DOCUMENT EXTRACT.

But as ground-breaking as this new technology may be, it’s crucial to note that it is still in development – and it still has some very significant drawbacks. The recent story of two New York personal injury lawyers should serve as a cautionary tale to any practitioner working in the insolvency field. Steven A. Schwartz and Peter LoDuca, were fined $5,000 after they used ChatGPT to supplement legal research in a case. Unfortunately, the chatbot (which, incidentally, does not have access to any data at all after 2021) made up a number of cases cited as precedent before the court. Such blips, referred to as hallucinations are not uncommon, which is one of its dangers and reinforces the need for human guidance.
“The training data is basically everything that humans have ever written and made public, though at its base, this is still a system that was just predicting with some randomness what the next word would be,” Hollister says.
“Part of the reason why it hallucinates is because it is sort of randomly predicting the next word, but once it picks that word, it kind of gets itself stuck in a rut. Once it goes in one direction, it's forced to try to stay consistent with that choice. And that's why it will start making these super weird, strong arguments and that kind of thing.”
The usefulness of AI
But that doesn’t mean it won’t be extremely useful, possibly game-changing for the industry in the decades to come.
“We're sort of in round one, you know,” Syrros says. “Fast-forward five years from now, and people will create their own personas like who they are, and there will be a large language model of everyone: you, me, anyone who wants one, and it'll sound like us. It'll respond like us. It'll even speak like us if we asked it to because I'd imagine video and voice will be part of this eventually.”
Such virtual personas could actually represent us in the virtual world, interfacing with clients using data unique to us, our personalities and our qualifications. Data that we ourselves are custodians of and choose to input into the model.
“We'll actually use them as part of our job profile,” says Syrros. “My LinkedIn profile might not be me the human, it'll be my bot that runs it. It knows how I speak, it knows my intonation, it knows what I'm interested in. It might be connected to my email and other things.”
“So, in terms of how does this affect an insolvency practitioner? I would answer: “How does this affect any professional in general?”
What should professionals do now to take advantage of AI?

EXPLORE THE MATERIAL.
1. According to the article excerpt on AI, how much were the two New York personal injury lawyers fined?
2. Print the part of the AI article that runs from "Such virtual personas" to "advantage of AI?".

DATASET.
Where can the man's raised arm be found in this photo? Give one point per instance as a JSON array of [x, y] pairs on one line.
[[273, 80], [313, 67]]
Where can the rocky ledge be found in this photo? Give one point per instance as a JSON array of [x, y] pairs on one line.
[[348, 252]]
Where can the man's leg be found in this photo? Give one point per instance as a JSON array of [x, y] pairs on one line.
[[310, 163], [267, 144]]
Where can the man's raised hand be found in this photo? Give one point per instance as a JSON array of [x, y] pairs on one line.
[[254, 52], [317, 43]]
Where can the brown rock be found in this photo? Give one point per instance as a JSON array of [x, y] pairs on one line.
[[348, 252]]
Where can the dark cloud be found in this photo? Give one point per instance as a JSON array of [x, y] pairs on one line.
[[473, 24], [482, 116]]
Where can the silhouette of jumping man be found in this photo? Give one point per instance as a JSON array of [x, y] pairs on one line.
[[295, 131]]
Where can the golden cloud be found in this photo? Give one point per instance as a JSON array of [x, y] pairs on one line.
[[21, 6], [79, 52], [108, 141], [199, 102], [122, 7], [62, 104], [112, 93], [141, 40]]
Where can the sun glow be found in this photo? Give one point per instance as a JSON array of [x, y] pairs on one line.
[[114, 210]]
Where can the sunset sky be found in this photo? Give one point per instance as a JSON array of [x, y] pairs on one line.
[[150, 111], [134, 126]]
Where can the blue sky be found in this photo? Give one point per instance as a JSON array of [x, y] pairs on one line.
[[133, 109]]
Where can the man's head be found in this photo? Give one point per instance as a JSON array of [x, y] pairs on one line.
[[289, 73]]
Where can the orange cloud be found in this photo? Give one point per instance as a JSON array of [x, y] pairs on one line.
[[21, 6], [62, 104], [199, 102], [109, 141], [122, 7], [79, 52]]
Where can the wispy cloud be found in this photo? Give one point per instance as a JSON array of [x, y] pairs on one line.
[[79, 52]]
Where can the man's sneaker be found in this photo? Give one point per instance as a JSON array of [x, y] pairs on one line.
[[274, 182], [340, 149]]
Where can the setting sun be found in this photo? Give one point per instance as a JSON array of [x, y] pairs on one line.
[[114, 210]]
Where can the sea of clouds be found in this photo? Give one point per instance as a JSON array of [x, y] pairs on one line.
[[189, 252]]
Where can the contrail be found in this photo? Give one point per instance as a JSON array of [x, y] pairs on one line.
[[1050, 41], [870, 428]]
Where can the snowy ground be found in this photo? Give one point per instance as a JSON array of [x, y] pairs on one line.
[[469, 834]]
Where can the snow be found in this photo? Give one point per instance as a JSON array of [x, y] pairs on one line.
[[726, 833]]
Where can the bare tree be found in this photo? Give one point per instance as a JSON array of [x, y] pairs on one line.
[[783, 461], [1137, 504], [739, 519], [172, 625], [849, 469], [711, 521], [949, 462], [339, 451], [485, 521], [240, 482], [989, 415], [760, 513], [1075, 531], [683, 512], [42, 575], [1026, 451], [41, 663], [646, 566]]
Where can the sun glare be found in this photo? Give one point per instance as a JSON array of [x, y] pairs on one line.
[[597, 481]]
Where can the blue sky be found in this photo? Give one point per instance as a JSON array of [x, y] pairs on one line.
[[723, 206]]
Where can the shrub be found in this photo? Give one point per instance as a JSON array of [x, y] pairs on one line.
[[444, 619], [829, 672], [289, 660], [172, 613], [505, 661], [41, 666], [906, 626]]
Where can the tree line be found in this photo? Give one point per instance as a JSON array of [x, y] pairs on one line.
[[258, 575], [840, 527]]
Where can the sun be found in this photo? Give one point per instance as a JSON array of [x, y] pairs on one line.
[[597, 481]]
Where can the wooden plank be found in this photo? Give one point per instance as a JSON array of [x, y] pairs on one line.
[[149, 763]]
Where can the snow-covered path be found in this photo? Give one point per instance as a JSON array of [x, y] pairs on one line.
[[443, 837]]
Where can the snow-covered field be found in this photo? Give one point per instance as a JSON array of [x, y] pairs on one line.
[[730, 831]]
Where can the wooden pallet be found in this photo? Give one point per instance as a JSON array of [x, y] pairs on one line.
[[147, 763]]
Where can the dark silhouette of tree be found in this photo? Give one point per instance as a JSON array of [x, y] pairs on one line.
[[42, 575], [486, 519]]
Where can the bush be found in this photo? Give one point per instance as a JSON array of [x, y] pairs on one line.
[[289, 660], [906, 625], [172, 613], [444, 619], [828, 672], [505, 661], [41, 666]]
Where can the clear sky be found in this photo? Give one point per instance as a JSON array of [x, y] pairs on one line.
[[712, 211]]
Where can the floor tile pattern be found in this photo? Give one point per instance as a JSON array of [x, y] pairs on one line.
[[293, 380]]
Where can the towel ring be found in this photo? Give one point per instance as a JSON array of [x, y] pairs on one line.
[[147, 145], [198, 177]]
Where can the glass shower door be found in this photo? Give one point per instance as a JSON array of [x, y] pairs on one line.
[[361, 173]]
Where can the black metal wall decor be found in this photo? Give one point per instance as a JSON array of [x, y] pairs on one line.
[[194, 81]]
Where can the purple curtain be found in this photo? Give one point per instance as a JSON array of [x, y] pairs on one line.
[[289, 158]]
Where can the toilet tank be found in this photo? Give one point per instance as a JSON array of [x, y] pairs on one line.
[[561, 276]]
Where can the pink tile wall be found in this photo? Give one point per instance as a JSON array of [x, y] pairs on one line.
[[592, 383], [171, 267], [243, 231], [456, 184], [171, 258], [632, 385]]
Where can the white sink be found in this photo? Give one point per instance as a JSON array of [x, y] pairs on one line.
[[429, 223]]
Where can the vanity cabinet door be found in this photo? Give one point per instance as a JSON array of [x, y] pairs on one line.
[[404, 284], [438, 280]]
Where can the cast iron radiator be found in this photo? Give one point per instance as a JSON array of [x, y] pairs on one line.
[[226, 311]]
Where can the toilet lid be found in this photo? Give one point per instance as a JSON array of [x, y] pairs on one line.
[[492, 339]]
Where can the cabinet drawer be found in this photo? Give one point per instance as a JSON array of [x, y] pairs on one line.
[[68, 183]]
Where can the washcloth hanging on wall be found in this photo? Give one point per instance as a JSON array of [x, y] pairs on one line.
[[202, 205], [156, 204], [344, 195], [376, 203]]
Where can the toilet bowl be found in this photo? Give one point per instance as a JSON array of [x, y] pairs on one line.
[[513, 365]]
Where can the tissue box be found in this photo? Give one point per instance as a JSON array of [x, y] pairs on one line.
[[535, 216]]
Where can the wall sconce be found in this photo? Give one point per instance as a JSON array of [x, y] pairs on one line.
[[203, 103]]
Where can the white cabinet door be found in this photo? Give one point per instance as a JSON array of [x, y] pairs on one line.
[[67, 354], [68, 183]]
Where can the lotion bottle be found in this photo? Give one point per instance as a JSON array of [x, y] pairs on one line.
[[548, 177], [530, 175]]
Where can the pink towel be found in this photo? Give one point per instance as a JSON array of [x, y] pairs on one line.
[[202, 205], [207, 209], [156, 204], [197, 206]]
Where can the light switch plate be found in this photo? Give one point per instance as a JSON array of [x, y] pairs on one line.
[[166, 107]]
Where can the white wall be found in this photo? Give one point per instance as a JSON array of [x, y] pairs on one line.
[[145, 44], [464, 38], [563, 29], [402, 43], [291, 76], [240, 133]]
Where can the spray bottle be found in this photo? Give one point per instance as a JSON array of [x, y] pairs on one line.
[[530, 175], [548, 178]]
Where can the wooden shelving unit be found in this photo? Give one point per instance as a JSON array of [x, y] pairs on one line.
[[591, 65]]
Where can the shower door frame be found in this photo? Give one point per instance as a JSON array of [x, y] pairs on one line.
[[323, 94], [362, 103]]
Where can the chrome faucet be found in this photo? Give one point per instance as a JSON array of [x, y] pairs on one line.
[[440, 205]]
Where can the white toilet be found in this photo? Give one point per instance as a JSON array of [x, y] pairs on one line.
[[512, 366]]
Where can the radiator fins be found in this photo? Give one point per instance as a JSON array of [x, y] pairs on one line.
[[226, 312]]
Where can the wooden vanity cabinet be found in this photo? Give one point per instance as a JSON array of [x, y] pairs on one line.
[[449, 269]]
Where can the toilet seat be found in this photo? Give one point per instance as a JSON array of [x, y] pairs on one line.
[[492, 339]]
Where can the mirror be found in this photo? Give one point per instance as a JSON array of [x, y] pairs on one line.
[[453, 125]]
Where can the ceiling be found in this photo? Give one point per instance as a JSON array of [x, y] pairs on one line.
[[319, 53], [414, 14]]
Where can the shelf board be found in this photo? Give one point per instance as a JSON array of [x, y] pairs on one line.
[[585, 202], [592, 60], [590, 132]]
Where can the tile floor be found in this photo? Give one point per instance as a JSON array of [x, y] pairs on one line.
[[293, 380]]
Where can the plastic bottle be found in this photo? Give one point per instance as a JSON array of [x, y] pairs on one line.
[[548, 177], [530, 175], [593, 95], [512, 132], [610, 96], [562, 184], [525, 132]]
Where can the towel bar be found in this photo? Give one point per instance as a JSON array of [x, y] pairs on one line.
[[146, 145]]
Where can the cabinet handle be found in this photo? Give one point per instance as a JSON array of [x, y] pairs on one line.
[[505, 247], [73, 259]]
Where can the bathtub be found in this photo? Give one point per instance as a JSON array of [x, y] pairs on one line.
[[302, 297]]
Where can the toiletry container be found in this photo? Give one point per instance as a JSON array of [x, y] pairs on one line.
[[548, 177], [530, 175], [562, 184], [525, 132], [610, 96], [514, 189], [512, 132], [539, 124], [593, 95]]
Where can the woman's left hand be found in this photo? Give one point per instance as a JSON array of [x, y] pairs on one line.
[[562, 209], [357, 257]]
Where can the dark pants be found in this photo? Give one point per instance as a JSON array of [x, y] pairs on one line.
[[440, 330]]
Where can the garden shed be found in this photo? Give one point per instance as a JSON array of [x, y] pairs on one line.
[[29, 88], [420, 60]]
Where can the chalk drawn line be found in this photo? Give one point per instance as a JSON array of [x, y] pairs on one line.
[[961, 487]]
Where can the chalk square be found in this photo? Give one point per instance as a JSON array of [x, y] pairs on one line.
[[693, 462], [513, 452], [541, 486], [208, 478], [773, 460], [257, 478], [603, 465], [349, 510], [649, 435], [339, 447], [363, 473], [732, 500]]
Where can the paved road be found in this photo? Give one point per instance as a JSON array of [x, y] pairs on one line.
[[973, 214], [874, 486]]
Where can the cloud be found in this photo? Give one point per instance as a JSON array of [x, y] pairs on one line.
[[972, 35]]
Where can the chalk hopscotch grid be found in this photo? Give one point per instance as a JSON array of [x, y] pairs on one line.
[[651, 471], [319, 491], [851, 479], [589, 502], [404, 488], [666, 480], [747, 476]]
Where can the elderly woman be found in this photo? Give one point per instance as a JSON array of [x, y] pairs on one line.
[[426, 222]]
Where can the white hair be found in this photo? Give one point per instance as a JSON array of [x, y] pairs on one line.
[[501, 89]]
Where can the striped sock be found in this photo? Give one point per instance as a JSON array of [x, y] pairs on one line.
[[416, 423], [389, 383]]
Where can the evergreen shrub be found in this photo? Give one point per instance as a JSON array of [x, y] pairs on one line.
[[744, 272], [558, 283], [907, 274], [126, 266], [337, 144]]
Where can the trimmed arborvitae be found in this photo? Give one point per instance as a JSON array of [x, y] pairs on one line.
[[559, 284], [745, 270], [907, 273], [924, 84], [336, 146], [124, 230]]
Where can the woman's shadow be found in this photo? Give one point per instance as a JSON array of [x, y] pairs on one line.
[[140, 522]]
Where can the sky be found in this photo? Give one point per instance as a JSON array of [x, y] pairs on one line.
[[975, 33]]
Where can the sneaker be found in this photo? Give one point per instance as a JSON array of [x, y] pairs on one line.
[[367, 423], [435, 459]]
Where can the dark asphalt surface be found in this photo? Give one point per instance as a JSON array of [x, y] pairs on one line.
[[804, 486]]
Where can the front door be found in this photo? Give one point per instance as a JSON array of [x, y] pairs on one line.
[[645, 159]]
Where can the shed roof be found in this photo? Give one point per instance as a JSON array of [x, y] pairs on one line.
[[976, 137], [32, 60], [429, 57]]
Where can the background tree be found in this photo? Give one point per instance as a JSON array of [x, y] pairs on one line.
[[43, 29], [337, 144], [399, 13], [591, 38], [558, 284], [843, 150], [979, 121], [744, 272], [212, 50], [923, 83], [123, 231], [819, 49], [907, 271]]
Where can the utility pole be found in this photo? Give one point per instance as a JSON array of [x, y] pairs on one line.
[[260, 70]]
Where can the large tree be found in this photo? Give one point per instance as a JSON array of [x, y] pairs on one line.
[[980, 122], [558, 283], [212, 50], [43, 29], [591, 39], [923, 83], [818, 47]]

TASK RESULTS.
1. $5,000

2.
Such virtual personas could actually represent us in the virtual world, interfacing with clients using data unique to us, our personalities and our qualifications. Data that we ourselves are custodians of and choose to input into the model.
“We'll actually use them as part of our job profile,” says Syrros. “My LinkedIn profile might not be me the human, it'll be my bot that runs it. It knows how I speak, it knows my intonation, it knows what I'm interested in. It might be connected to my email and other things.”
“So, in terms of how does this affect an insolvency practitioner? I would answer: “How does this affect any professional in general?”
What should professionals do now to take advantage of AI?